▸ Text for analysis:
In this sense, The Manifesto is an experiment of how in this particular moment, when distances between the pavilion's teams are brought closer than ever through technology, the Biennale acts as a space for intellectual debate that might enable a convergence of global ideas of architecture into a New Spatial Contract.
Initially The Manifesto Group was composed with Dominican Republic, Republic of Korea, Italy and United Arab Emirates.
In the first meeting, The Manifesto Group discussed the first questions proposed by the Dominican Republic regarding architecture and the pandemic moment we are experiencing.
Since this first meeting, Republic of Korea has expressed its hesitation in proceeding according to this methodology "too limited to the current experience" and proposing instead "a more open and organic method".
The organic method adopted in subsequent meetings introduced a proliferation of questions from each participant in the group, which approached more general and universal topics.
Although Italy invited the participants to select questions in a more concrete way, in order to not get lost and to reach the initial prefixed goal, it was never agreed on the questions to be proposed to other countries.
With the entry of Brazil, Perù and Singapore into The Manifesto Group, other questions were intoduced and it became increasingly clear that the questions would be more important than answers in the Manifesto.
There is no example of a known Manifestos composed of questions, as by its nature, the manifesto is a format in which ideas and point of view are made public. Taking a cue, however, from the suggestive setting of philosophical School of Athens, that Sarkis Hasmin proposed, we found Socrates, the teacher of Plato and Aristotle.
Socrates invented maieutics which was precisely a methodology of dialogue, through which the interlocutors set out towards knowledge process, by questioning themselves with continuous questions. The dialogue took place through questions. Socrates was even sentenced to death because his method endangered those certainties on which the political and social system of the time was based. Socrates was also the only philosopher in history who did not leave any writing or treatise, as according to his thought, the supreme wisdom is in understanding that knowledge is an infinite process that is independent from the limitation of experience.
For Socrates it is more important to learn the method of knowing oneself and others, than the content of knowledge. Knowing not to know, this is the teaching that Socrates left us and this is the truth on which his thought is based.
The Manifesto Group, in the last meeting, recognizing that questions, if asked with irony, can be answers and that, to live together it is important to keep the dialogue alive with the questions rather than to conclude with answers.
The Manifesto Group had decided therefore on being an experimental project open to other countries to work on a Manifesto composed by shared questions.
Publishing a “Manifesto of Questions” within the Biennale, intends to be a revolutionary action, as the public expects to find answers to collective living in these international events. But immediately after the initial disappointment of not having found answers, the public will feel involved in having to answer the questions of The Manifesto, perhaps by asking other questions and finally heading towards a path of knowledge. In a democratic space, freedom is participation.
- Maybe architecture today doesn't need answers but questions to rediscover its self and its paths of knowledge?
- Hasn't the world today lost the ancient wisdom of knowing not to know. Is this the reason how we have fallen into ignorance of which this global crisis is s an example of the consequences?
- Maybe the New Spatial Contract shouldn't create free and open spaces (real and virtual), where people are invited to participate not as users but as architects?
- Perhaps humanity no longer needs to ask questions to understand why we reached this dramatic moment of our existence?

▸ Provided information:

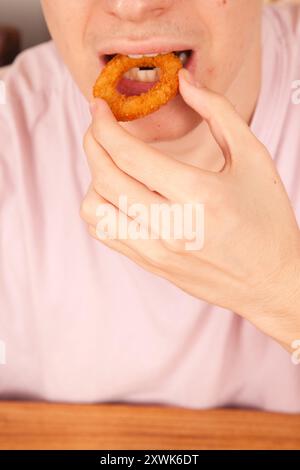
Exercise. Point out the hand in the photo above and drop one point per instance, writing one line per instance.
(250, 261)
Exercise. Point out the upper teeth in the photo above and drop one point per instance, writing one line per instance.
(182, 56)
(143, 75)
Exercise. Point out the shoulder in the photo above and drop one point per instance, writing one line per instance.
(35, 70)
(286, 17)
(29, 85)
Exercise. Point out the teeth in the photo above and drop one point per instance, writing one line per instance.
(183, 57)
(135, 56)
(140, 56)
(143, 75)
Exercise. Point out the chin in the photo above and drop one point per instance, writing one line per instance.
(170, 122)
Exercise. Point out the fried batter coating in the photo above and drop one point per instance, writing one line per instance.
(129, 108)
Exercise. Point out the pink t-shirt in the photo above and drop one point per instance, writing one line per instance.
(82, 323)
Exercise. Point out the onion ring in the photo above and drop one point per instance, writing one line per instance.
(128, 108)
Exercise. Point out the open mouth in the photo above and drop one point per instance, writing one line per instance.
(149, 74)
(141, 79)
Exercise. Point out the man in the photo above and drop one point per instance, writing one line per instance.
(210, 327)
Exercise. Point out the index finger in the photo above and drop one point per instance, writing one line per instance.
(156, 170)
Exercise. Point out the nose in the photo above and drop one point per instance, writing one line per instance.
(137, 10)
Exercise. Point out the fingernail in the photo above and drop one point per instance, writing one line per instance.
(189, 77)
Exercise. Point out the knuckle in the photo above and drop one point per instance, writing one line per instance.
(86, 140)
(85, 210)
(157, 257)
(173, 245)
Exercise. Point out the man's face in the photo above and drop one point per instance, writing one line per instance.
(218, 37)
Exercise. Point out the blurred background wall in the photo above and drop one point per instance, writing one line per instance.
(26, 15)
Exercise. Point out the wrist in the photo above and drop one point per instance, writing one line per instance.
(277, 310)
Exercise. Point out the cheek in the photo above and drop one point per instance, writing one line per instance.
(233, 30)
(67, 24)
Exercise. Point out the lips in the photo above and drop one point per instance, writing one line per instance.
(141, 80)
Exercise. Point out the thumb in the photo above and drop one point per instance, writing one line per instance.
(231, 133)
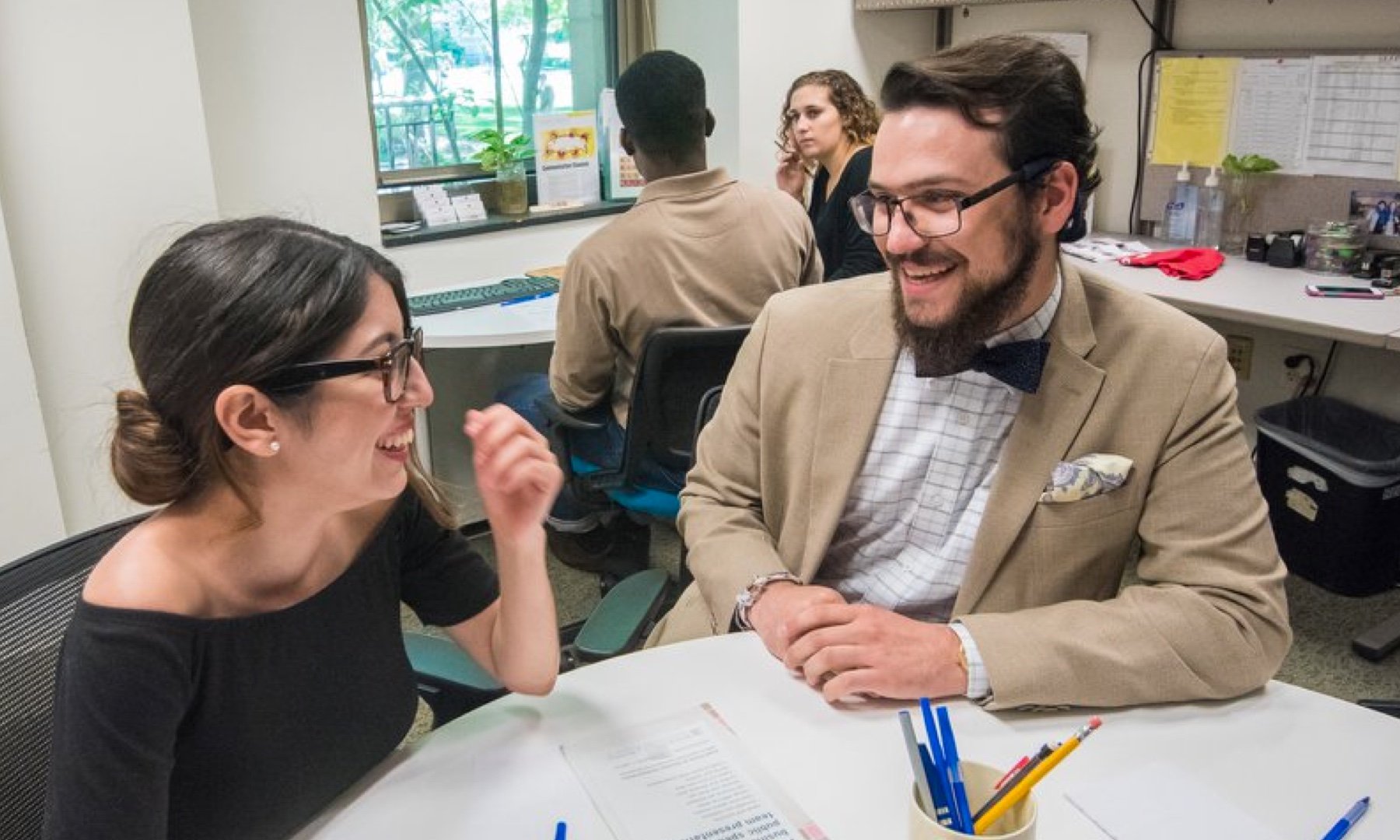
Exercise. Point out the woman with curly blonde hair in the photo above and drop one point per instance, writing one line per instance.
(825, 133)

▸ Problem to solve:
According to the text about The Manifesto Group, which countries made up the group at first?

▸ Reply:
Dominican Republic, Republic of Korea, Italy and United Arab Emirates.